Records of labeled points
----
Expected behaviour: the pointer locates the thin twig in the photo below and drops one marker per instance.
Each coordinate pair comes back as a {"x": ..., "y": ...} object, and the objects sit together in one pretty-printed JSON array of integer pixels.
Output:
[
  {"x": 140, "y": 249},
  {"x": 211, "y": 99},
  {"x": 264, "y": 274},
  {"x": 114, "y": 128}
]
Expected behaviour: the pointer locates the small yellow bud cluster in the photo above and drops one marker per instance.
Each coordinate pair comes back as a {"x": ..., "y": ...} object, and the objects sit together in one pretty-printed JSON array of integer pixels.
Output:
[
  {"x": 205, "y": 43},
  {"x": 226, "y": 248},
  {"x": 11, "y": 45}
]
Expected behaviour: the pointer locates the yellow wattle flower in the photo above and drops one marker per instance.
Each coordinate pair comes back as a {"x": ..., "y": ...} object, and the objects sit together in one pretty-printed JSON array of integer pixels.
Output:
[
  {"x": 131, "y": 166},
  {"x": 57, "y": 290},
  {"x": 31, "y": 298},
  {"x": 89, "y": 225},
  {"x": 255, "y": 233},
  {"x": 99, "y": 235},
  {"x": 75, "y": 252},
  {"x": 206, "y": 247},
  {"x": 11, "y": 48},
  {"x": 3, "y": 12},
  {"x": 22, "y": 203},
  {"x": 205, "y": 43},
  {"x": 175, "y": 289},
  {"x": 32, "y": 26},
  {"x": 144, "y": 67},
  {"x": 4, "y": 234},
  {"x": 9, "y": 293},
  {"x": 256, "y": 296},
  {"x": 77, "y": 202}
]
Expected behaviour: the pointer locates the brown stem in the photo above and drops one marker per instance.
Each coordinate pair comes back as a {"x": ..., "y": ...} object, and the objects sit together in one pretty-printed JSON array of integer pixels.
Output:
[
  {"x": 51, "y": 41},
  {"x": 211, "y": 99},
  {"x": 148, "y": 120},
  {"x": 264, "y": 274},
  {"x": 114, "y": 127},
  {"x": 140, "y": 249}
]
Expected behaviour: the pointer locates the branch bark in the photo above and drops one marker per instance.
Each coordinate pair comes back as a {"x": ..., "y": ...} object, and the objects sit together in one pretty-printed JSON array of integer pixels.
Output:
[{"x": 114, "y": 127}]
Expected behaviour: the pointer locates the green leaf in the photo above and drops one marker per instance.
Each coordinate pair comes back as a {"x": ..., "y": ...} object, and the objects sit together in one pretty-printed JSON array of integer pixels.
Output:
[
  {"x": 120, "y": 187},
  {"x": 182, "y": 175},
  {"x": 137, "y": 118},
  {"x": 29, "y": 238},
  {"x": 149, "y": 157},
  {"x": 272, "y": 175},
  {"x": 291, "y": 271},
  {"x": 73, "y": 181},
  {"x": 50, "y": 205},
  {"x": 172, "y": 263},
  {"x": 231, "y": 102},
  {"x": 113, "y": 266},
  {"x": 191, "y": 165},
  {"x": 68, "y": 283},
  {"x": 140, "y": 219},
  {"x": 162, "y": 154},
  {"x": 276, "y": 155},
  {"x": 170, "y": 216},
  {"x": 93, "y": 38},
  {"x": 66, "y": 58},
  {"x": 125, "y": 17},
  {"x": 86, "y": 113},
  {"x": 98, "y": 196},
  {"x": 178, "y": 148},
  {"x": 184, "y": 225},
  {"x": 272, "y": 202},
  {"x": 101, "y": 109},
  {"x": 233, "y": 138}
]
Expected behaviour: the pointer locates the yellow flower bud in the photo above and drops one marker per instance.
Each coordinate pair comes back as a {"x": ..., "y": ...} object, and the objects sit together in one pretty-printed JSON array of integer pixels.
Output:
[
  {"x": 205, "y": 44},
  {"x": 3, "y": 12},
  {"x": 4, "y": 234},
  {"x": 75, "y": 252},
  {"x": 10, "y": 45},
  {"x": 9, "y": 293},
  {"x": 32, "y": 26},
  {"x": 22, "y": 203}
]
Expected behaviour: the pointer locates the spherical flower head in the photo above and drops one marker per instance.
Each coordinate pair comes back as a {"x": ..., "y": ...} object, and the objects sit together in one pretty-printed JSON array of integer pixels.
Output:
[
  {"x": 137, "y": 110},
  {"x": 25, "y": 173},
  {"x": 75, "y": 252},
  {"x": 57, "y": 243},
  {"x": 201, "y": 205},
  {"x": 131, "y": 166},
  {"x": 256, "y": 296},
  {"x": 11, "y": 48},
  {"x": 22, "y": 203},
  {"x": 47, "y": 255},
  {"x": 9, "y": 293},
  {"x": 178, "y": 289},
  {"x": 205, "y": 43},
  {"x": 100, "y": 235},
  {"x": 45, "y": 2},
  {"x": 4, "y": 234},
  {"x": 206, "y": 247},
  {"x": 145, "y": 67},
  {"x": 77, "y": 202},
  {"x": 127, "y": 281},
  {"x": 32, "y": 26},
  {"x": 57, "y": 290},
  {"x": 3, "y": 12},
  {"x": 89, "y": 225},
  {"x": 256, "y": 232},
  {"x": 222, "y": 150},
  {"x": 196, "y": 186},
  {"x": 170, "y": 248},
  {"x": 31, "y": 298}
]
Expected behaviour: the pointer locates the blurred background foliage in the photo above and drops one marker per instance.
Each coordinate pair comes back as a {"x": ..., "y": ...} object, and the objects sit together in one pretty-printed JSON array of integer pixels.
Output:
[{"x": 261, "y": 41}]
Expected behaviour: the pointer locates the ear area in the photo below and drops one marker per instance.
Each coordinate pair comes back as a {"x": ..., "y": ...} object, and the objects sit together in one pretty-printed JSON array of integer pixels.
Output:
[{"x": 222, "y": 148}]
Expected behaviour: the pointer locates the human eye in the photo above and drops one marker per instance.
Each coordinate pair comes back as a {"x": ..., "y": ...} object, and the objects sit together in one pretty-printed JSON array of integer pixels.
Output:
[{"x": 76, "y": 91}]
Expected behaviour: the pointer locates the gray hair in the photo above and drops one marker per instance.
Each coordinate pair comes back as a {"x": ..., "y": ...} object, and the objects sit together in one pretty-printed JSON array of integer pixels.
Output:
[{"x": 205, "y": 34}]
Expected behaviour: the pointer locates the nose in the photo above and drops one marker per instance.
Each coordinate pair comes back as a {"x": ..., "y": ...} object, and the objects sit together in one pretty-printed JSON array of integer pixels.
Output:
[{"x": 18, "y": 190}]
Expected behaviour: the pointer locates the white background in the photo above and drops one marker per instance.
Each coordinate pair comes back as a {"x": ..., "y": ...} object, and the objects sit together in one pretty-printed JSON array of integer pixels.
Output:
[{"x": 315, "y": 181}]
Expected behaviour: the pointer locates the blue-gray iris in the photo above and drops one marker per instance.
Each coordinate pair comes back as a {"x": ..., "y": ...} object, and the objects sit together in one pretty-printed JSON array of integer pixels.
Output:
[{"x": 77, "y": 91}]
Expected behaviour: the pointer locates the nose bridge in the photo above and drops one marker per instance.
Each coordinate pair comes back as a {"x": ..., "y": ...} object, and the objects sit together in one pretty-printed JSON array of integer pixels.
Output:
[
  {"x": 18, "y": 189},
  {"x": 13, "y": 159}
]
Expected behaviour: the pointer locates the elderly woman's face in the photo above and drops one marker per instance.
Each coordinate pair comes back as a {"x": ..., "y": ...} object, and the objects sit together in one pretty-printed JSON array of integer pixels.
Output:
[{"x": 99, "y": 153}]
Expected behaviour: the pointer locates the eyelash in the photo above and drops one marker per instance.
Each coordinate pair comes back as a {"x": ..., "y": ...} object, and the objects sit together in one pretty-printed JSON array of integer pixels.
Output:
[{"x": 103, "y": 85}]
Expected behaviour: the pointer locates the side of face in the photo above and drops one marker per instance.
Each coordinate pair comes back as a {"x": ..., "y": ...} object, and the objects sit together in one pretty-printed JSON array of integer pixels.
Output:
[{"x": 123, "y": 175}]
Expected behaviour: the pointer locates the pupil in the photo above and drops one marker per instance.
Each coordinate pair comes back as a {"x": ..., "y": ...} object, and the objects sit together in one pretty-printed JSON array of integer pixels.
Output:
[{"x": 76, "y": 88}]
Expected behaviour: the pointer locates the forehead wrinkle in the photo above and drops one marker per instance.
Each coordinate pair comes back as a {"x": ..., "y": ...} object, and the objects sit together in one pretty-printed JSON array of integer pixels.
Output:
----
__EXERCISE AIM__.
Write out verbatim the portion of the items above that opens with the line containing "Expected behaviour: the pointer locates the forehead" and continues through the final line of the items.

__COMPLETE ANSWER__.
Expected behaviour: the pointer locates the forehead wrinkle in the photo above and drops one marker per instance.
Each coordinate pair comes back as a {"x": ..., "y": ...} object, and the objects sit together in one pretty-printed JSON array of integer pixels.
Output:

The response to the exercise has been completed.